DIRECTION A:
Answer these from the threat detection transcript:
(i) Into which two broad categories does Eric C divide cyber security?
(ii) What does he call "the secret to all of this"?
(iii) According to Tom G, what happens when a flag gets thrown too many times and turns out not to be true?
DIRECTION B:
Quote the threat detection transcript word for word, starting at "Eric C: [00:04:05]" and ending at "of legitimate traffic.".

QUOTED PASSAGE:
Eric C: [00:03:29] Thank you for having me.
Tom G: [00:03:32] Yeah. The last podcast we did on SolarWinds was fascinating. And I think today’s topic around threat detection and specifically insider threats is going to be really, really good. Interesting. So, you know, you, you have background in the CIA, which I just think is fascinating. There’s probably all kinds of really interesting things that you can’t tell us, but, you know, in the context of things you can share with us, can you talk a little bit about threat detection–how it works and how it should work today? And then we’ll dive in later into the insider threat.
Eric C: [00:04:05] Absolutely. So when you’re looking at cyber security, I sort of break it down into two broad categories, prevention and detection. And of course, there’s going to be somebody listening on the show going, “what about forensics and incident response?” Right, but, but I sort of group that under the detection piece and most companies want to focus all their energy on prevention–on stopping the adversary. The problem is you can only prevent things that are 100% bad, 100% of the time. Which means if something is bad, 90% of the time, you can’t prevent it because that would be blocking 10% of legitimate traffic.
So your false negatives attacks you’re missing on preventive technology is very, very high. So that’s why you have to bring in detection to be able to catch those things you’re missing. And then here is where a lot of people miss it. They put all their energy on incoming traffic. So anything coming into an organization, they’re going to try to prevent and detect attacks.
Well, the problem is the inbound traffic is noisy and it’s hard to see what the adversary is doing. So the secret to all of this is inbound prevention and outbound detection. So you prevent what you can have coming in and then you outbound proxy, everything leaving to detect the outbound traffic.
Tom G: [00:05:24] Yeah. I know, you know, detection and all the years that I’ve been working on security detection is one of these just beasts, because you end up with a tremendous amount of noise in the system. You either have, as you said, you have legitimate traffic that gets flagged as a problem, or, uh, obviously for certain classes, you want to be able to detect the things that shouldn’t be happening and yet, for whatever reason, you’re not detecting it. It, it is certainly a problem, but false positives. Are in detection are a huge problem because at least my experience says what, what ends up happening is it’s like you’re training the IT department to ignore the signal. When all of a sudden, you know, the flag comes up and says, “I have a problem.” If, if, uh, if that flag gets thrown too many times and it turns out not to be true, pretty soon you train the people to do ignore the flag.

Data from a dataset:
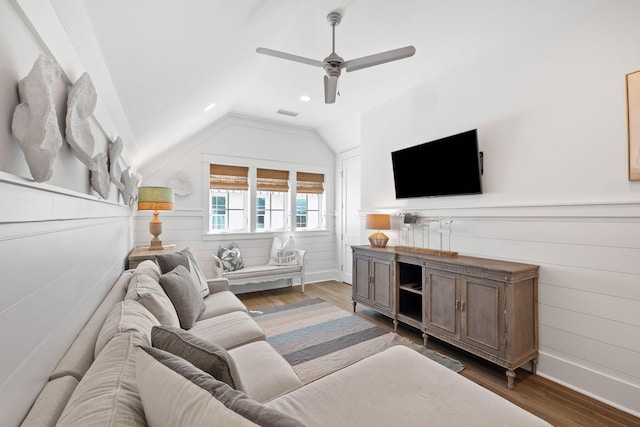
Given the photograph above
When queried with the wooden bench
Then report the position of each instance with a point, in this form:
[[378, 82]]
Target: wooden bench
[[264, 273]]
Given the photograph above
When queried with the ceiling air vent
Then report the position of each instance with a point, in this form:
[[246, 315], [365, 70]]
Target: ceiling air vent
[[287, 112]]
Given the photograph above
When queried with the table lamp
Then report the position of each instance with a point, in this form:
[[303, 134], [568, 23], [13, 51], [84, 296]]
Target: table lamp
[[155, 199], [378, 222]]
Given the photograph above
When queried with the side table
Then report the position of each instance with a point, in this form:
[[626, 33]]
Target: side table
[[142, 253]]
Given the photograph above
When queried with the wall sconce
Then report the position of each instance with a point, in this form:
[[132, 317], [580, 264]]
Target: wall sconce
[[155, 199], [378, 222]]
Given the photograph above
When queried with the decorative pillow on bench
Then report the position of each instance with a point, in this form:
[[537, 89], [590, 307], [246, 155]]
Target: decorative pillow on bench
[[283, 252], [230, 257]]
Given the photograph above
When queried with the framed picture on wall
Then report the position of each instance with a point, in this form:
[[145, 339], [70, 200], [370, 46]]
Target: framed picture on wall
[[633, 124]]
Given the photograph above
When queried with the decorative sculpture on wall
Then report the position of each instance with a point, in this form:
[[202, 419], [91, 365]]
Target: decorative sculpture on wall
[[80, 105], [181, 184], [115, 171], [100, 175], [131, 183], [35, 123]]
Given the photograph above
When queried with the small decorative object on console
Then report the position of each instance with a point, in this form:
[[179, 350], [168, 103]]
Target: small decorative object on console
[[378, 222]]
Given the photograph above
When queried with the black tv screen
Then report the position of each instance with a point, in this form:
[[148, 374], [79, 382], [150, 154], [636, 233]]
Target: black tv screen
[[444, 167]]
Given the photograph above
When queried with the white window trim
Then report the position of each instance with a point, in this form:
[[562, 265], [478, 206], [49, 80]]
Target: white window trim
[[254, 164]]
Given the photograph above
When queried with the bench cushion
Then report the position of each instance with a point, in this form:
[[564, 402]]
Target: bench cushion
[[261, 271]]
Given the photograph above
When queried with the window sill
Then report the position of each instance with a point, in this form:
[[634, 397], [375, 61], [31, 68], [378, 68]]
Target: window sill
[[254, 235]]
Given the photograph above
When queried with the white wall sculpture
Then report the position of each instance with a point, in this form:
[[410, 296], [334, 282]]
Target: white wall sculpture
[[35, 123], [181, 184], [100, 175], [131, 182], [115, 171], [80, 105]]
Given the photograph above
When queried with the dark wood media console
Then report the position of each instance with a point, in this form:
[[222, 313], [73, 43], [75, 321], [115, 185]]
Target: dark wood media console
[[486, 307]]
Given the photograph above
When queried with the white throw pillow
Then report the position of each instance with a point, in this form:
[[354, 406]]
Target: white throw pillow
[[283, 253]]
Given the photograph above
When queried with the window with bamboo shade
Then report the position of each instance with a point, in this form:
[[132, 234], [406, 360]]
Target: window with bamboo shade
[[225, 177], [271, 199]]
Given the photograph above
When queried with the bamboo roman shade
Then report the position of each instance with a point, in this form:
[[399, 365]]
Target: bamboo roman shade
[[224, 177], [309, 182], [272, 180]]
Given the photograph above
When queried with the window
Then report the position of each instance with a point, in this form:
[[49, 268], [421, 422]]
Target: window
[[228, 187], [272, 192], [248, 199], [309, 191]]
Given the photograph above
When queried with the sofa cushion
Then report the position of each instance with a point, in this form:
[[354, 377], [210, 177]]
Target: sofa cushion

EXERCISE RESULT A:
(i) Prevention and detection.
(ii) Inbound prevention and outbound detection.
(iii) People get trained to ignore the flag.

EXERCISE RESULT B:
Eric C: [00:04:05] Absolutely. So when you’re looking at cyber security, I sort of break it down into two broad categories, prevention and detection. And of course, there’s going to be somebody listening on the show going, “what about forensics and incident response?” Right, but, but I sort of group that under the detection piece and most companies want to focus all their energy on prevention–on stopping the adversary. The problem is you can only prevent things that are 100% bad, 100% of the time. Which means if something is bad, 90% of the time, you can’t prevent it because that would be blocking 10% of legitimate traffic.